──────── Okunacak metin ────────

CHP’li belediyeler, varlıklı CHP’liler.. Haydi, pamuk eller cebe!

Eğitim çağındaki genclerin en basta gelen ihtiyacı olan 'barınma' sorununa mutlaka çare bulunmalı. Gençler tarikatların, ev sahiplerinin insafına terk edilmemeli. Bu dönemde CHP'li belediyeler mutlaka bir fark yaratmali ve somut işler yapmalı.

chp'li-belediyeler-varlıklı-chp'liler-pamuk-eller-cebe

Cemil Yurtman / POLİTİKA

 

Eğitimin tarikatlara teslim edildiğinden yakınılan şu dönemde yerel seçimlerde atak yapan CHP’li belediyelere bir fark yaratmak sorumluluğu düşüyor. Balikesir’in potansiyelinden büyük varlıklar edinen Balıkesirlilere de… Gençlerin en başta barinma ihtiyaçlarının karşılanması için….

──────── Sağlanan satırlar ────────

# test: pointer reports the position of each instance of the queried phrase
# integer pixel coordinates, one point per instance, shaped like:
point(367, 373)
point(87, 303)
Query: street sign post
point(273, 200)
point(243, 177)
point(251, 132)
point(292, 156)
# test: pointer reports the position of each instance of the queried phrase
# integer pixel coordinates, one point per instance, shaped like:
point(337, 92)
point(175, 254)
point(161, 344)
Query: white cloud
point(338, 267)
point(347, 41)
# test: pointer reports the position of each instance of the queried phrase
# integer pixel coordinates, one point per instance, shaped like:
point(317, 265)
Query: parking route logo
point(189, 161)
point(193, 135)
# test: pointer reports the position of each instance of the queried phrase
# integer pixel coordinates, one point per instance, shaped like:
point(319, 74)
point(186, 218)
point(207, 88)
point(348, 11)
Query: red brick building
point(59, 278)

────────
──────── Sağlanan satırlar ────────

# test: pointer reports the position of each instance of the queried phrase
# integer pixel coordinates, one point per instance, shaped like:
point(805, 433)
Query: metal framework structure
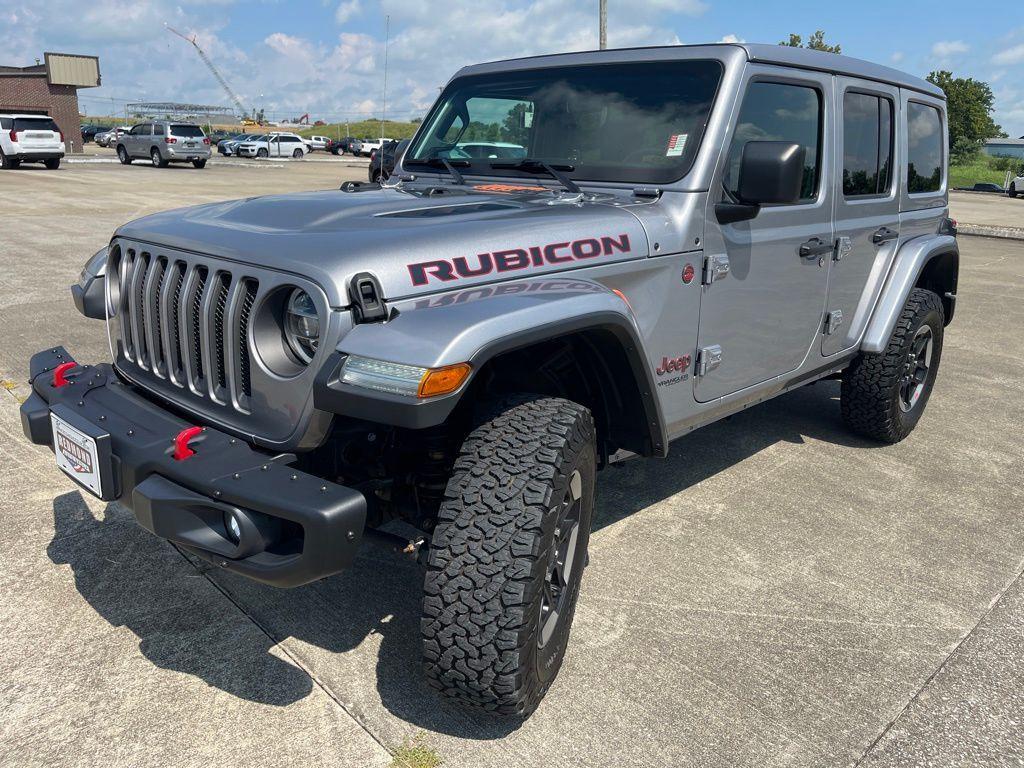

────────
──────── Sağlanan satırlar ────────

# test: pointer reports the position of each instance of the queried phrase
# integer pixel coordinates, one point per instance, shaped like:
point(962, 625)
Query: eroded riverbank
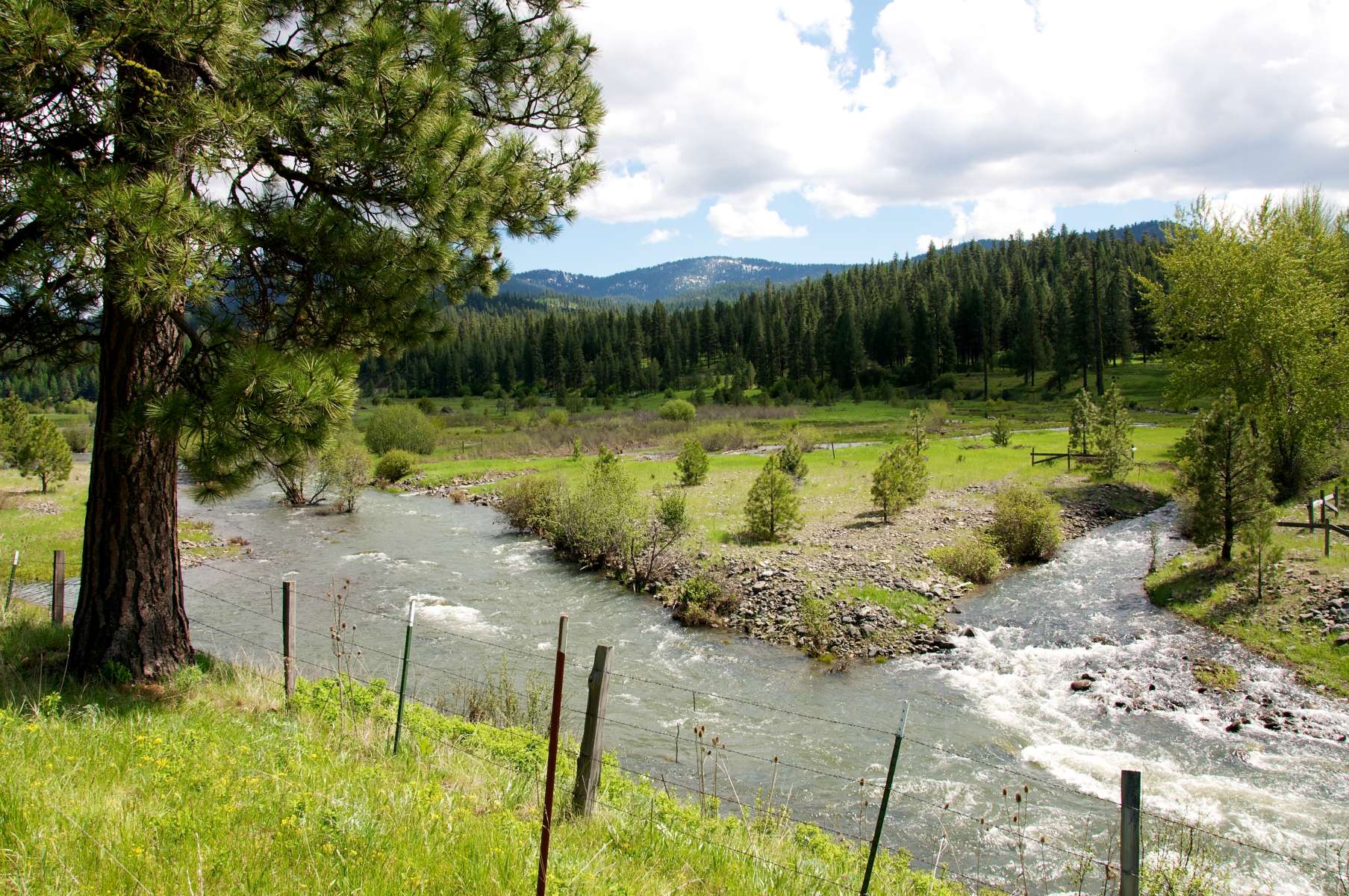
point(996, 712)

────────

Yazılı talep:
Gençlerin barınma sorununu ele alan yazıyı son cümlesinden itibaren sürdürün. Yukarıdaki satırların bu işte hiçbir rolü yoktur.

Görevin yanıtı:
Egitim sistemimizin, hatta toplumsal düzenimizin ‘din temelli’ uygulamalarla Cumhuriyetin kuruluş ilkelerine aykırı olarak yeniden yapılandırılmakta olduğu geniş bir kitle tarafından dile getirilmekte. Fakat buna karşı itirazlar olsa da, uygulamada ciddi bir girişim yapılamamaktadır. İktidar, bütün devlet olanaklarını kullanarak ve dinsel yapılarla işbirliğinde toplumu yeniden bicimlendiriyor. Bu ‘bicimlendirme’ iktidar tarafindan devletin bütün olanakları ve bütün kamusal unsurları kullanilarak devam ettiriliyor.
“Eğitimin tarikatlara teslim edildiği” iddiaları Milli Eğitim Bakanı Yusuf Tekin tarafından da doğrulandı, adeta itiraf edildi.

“SİZ ‘TARİKAT/CEMAAT’ DİYORSUNUZ
BİZ ‘SİVİL TOPLUM KURULUŞU’ DİYORUZ”
Milli Eğitim Bakanı Yusuf Tekin, yaklaşık 7 ay kadar önce Türkiye Büyük Millet Meclisi’nde 2024 Yılı Bütçesi görüşülürken Bakanlığı ile ilgili yaptığı konuşmasının bir bölümünde bakın neler söylüyordu:
“Milli Eğitim Bakanlığının (MEB) şu anda 2023 itibarı ile geçerli 2 bin 709 tane protokolü var. (Geçmiş kac yılı kapsadığını belirtmiyor).
Bunlardan bin 167 tanesi, resmi kurumlarla yapılmış. (Bu arada muhalefet sıralarından sesler yükselmesi üzerine bakan tepki gösteriyor)
Bunlardan 986’sı TEMA’dan Kızılay’a kadar bir sürü STK var.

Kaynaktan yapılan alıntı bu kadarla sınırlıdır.